* [The task]: Given the listing below, write out exactly the lines starting with the line that has "The service MUST return one point per instance of the blue" and going on through the line that has "the dog's head", both kept.

* [Data for processing]:

——————————

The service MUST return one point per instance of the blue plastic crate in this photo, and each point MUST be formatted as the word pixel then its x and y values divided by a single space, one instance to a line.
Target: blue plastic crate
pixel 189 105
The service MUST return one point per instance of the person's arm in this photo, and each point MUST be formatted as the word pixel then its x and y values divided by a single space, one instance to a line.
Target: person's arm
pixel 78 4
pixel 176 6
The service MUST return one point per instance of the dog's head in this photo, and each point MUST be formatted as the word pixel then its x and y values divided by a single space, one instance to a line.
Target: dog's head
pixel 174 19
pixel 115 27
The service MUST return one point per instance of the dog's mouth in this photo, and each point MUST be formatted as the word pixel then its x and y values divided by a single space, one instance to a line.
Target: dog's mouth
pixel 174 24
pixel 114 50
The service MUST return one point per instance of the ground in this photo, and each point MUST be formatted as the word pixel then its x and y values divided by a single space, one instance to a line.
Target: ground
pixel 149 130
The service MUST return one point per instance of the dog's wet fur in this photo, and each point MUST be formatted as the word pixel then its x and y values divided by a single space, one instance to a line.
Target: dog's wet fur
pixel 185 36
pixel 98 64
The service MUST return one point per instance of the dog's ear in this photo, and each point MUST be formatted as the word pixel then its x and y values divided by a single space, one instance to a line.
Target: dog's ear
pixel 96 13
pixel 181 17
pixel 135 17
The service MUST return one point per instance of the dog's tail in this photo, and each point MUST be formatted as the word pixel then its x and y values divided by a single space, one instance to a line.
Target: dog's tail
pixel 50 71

——————————

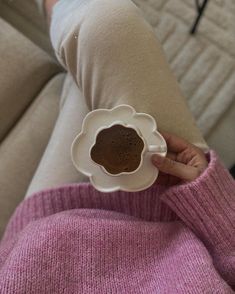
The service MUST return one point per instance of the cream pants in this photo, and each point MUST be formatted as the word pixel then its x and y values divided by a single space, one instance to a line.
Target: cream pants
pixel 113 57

——————————

* [Answer space]:
The service MUST return one point per instance of the blue plastic crate in this photo, and each point MUST be formatted as the word pixel then its x and y values divided by a single space, one instance to a line.
Target: blue plastic crate
pixel 189 105
The service MUST return one point per instance of the person's arm in this photo, and each point MUST be formatted as the word pixel then its x and y values divided by a single space, one instance to a line.
Target: person's arm
pixel 78 4
pixel 176 6
The service MUST return one point per instance of the dog's head in this photo, and each point MUST be formatted as the word pixel then its x and y values divided by a single space, one instance to a line.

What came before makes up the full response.